-------- DATASET EXCERPTS

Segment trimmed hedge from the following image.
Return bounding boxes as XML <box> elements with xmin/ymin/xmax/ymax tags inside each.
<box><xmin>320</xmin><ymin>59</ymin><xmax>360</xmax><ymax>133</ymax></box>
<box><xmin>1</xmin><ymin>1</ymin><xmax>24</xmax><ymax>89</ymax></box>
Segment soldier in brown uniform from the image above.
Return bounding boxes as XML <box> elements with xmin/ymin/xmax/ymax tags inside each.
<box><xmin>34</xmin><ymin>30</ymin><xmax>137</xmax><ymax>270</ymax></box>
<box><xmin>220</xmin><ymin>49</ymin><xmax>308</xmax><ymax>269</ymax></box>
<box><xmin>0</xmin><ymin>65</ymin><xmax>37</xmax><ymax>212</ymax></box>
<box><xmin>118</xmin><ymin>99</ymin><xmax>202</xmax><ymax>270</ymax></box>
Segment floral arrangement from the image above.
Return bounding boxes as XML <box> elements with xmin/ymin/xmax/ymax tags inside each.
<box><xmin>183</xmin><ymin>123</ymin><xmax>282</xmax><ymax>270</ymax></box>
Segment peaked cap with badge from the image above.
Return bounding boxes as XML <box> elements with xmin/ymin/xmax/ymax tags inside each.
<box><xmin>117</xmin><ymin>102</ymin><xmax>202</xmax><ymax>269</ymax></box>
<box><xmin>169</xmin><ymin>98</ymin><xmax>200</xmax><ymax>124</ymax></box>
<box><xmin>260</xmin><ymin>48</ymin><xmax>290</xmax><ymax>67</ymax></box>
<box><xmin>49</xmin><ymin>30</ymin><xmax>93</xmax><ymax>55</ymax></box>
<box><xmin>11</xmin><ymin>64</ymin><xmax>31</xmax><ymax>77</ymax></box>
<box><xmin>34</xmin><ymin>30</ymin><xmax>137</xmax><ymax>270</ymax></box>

----------------

■ WRITTEN TASK ■
Reproduce all of the records above word for word, keeping every line as it is.

■ COMPLETED EXERCISE ■
Segment trimmed hedge from the following image.
Return bounding boxes as XML <box> elements with xmin/ymin/xmax/ymax tags inside each.
<box><xmin>320</xmin><ymin>59</ymin><xmax>360</xmax><ymax>133</ymax></box>
<box><xmin>1</xmin><ymin>1</ymin><xmax>24</xmax><ymax>89</ymax></box>
Segment soldier in brown uniform from the image above.
Return bounding boxes as XML <box> elements with xmin/ymin/xmax/ymax tags inside each.
<box><xmin>34</xmin><ymin>30</ymin><xmax>137</xmax><ymax>270</ymax></box>
<box><xmin>220</xmin><ymin>49</ymin><xmax>308</xmax><ymax>269</ymax></box>
<box><xmin>0</xmin><ymin>65</ymin><xmax>37</xmax><ymax>212</ymax></box>
<box><xmin>118</xmin><ymin>99</ymin><xmax>202</xmax><ymax>270</ymax></box>
Segment floral arrangement from the image above.
Return bounding boxes as XML <box> elements with xmin/ymin/xmax/ymax tags inside each.
<box><xmin>183</xmin><ymin>123</ymin><xmax>282</xmax><ymax>270</ymax></box>
Segment peaked cap with badge from the image above.
Return bounding boxes as XML <box> elements with xmin/ymin/xmax/ymax tags inside each.
<box><xmin>117</xmin><ymin>102</ymin><xmax>202</xmax><ymax>269</ymax></box>
<box><xmin>169</xmin><ymin>98</ymin><xmax>200</xmax><ymax>124</ymax></box>
<box><xmin>260</xmin><ymin>48</ymin><xmax>290</xmax><ymax>67</ymax></box>
<box><xmin>49</xmin><ymin>30</ymin><xmax>93</xmax><ymax>55</ymax></box>
<box><xmin>11</xmin><ymin>64</ymin><xmax>31</xmax><ymax>77</ymax></box>
<box><xmin>34</xmin><ymin>30</ymin><xmax>137</xmax><ymax>270</ymax></box>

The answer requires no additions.